- **Work to complete**
Copy out the lines of the material below word for word, starting at the line that contains "Could you put a marker on each instance of the channel" and ending at the line that contains "point(564, 32)", both included, and give nothing else.

- **Task inputs**
▬▬▬▬▬▬

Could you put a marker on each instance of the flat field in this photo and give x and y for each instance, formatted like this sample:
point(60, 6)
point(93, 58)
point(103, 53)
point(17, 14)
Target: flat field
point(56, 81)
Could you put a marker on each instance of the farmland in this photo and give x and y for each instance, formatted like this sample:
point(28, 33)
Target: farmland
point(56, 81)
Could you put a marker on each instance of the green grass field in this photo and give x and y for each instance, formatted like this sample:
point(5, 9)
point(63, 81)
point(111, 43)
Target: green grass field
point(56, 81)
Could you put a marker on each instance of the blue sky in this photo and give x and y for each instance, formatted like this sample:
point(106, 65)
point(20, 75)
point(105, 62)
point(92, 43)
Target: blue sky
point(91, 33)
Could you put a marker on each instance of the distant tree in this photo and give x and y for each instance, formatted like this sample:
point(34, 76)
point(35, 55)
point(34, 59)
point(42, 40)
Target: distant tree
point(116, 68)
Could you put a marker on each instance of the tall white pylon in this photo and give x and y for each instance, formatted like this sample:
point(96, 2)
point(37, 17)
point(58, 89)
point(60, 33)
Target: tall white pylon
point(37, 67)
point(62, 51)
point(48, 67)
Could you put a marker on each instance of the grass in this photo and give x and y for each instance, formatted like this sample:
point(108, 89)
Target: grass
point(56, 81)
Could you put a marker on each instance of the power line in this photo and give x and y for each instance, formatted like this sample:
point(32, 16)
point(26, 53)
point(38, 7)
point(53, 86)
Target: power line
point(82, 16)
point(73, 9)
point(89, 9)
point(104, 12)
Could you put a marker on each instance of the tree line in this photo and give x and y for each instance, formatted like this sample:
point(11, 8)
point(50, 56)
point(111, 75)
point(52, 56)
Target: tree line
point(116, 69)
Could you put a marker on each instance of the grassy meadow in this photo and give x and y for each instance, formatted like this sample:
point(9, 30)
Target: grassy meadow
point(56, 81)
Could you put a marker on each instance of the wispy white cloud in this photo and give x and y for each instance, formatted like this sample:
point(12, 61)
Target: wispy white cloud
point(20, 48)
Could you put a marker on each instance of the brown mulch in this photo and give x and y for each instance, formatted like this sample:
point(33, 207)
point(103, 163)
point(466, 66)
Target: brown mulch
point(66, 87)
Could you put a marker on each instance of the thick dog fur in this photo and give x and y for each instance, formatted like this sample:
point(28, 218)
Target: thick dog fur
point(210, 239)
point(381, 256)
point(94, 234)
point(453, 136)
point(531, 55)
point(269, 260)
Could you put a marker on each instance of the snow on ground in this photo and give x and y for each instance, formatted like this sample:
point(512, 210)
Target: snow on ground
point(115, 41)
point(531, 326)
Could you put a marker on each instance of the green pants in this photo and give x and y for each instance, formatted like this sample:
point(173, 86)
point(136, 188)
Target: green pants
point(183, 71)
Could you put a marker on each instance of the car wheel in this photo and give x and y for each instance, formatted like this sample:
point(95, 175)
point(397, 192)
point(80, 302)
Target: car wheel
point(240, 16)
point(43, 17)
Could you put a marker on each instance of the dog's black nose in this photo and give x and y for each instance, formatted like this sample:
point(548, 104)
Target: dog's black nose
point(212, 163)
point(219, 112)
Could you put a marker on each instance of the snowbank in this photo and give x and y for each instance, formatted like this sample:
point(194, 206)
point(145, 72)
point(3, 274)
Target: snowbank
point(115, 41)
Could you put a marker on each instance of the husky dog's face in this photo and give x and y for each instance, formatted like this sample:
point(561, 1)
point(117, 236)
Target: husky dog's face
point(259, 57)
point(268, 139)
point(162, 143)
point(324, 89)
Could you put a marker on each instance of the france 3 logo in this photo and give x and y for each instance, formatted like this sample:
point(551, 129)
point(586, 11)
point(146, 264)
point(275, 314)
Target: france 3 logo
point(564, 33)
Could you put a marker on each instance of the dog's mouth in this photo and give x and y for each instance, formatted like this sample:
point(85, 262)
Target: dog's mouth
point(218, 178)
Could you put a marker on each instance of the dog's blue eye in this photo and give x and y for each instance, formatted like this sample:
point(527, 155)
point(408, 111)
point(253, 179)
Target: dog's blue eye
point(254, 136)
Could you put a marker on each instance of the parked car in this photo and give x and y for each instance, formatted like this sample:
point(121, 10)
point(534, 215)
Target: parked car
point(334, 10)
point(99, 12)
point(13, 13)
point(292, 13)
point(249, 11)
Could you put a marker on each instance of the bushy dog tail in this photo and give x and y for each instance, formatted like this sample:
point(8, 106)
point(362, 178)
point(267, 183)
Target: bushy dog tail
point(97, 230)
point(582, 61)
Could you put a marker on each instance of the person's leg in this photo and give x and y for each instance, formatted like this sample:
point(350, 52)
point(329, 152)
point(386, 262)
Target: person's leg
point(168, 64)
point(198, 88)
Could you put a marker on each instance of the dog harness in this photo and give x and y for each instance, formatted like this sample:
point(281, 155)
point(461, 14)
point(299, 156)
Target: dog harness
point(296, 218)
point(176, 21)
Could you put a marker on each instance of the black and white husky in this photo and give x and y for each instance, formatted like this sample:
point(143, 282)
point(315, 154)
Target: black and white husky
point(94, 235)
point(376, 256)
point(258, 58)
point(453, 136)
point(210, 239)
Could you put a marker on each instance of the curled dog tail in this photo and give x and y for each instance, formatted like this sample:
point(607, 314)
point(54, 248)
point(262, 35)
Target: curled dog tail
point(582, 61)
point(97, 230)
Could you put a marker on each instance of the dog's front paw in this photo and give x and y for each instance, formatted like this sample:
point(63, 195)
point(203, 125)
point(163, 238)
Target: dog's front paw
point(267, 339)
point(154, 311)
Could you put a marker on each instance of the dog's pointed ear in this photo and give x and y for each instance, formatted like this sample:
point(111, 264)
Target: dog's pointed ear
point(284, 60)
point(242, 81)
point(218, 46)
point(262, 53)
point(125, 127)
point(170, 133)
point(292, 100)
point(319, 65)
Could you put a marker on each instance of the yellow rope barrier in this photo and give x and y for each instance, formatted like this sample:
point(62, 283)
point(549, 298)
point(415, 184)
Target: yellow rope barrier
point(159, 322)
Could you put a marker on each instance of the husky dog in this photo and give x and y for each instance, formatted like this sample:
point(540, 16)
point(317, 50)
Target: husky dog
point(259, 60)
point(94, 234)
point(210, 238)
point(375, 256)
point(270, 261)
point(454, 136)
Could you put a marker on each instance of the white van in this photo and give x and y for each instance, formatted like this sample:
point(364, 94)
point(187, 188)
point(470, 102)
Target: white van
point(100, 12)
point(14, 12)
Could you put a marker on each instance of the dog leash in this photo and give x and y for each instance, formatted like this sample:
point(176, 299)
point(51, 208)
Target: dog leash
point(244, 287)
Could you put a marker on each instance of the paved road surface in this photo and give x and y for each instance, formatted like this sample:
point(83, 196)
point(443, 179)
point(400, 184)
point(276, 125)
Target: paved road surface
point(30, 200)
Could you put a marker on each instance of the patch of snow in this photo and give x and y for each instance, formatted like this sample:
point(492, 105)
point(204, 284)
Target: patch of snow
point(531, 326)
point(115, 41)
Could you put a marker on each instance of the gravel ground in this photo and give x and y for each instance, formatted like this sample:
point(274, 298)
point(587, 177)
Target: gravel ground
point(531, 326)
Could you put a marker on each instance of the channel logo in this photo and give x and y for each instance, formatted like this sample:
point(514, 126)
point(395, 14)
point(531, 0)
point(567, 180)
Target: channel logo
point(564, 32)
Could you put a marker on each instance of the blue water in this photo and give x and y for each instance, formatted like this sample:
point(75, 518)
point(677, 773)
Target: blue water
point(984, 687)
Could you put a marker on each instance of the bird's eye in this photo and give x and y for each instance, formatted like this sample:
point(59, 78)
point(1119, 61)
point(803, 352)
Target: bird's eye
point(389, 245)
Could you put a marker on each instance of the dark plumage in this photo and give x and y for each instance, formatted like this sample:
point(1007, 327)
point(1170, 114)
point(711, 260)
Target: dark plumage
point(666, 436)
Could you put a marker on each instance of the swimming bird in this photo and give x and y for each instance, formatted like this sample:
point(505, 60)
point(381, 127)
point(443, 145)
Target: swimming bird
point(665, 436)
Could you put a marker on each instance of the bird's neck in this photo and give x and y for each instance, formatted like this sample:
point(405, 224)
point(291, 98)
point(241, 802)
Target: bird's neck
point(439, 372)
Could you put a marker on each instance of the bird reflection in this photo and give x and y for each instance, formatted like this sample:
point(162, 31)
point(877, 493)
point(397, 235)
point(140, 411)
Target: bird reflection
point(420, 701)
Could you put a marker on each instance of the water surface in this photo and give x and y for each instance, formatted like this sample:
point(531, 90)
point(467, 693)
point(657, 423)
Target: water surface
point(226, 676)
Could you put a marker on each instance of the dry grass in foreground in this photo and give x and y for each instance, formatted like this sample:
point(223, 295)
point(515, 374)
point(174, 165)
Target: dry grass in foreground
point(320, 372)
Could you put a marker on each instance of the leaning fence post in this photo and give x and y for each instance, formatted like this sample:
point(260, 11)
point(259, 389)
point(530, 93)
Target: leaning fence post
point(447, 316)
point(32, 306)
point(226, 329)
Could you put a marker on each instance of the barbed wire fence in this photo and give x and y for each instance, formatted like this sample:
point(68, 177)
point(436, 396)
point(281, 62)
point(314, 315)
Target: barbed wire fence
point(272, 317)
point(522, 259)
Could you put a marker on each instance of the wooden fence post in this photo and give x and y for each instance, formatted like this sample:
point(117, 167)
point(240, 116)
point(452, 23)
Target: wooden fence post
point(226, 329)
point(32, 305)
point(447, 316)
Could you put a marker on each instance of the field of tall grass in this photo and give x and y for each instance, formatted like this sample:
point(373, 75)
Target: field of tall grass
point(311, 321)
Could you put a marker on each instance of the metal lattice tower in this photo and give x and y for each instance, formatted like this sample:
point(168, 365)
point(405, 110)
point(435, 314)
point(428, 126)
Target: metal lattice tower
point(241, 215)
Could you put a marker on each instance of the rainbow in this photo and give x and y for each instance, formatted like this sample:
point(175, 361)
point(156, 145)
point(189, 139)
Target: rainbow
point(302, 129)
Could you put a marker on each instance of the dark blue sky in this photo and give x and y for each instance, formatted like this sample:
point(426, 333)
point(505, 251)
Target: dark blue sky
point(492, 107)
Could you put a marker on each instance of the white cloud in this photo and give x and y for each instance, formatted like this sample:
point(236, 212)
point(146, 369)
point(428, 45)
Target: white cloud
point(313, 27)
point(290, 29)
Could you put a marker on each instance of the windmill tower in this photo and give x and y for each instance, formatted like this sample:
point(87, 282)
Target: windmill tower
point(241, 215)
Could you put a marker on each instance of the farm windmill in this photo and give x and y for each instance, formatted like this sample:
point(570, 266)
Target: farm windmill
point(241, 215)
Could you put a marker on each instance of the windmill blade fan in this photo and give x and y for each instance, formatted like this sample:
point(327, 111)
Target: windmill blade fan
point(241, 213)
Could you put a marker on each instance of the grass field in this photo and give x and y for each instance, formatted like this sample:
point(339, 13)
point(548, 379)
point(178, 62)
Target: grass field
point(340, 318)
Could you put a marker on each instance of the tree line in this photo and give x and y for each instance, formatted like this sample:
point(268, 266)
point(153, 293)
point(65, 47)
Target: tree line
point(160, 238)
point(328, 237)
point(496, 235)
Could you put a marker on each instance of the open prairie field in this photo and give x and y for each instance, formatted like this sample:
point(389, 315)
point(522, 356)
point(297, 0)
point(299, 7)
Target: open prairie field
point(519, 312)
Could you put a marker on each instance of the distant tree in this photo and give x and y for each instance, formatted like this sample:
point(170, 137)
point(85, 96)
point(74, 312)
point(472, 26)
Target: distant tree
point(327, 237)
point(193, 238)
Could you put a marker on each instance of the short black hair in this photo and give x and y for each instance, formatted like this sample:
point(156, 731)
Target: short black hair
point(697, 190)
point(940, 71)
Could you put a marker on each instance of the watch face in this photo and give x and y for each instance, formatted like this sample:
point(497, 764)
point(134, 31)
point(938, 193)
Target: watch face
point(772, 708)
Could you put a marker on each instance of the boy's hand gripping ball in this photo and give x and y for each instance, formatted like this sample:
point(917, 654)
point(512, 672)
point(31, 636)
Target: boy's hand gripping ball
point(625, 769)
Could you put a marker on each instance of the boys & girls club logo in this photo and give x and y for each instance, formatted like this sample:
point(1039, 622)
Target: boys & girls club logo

▬▬▬▬▬▬

- **Written response**
Could you put a marker on each instance of the channel logo in this photo and give x and y for each instance, formatted like this sample:
point(514, 126)
point(395, 14)
point(531, 0)
point(567, 180)
Target: channel logo
point(564, 32)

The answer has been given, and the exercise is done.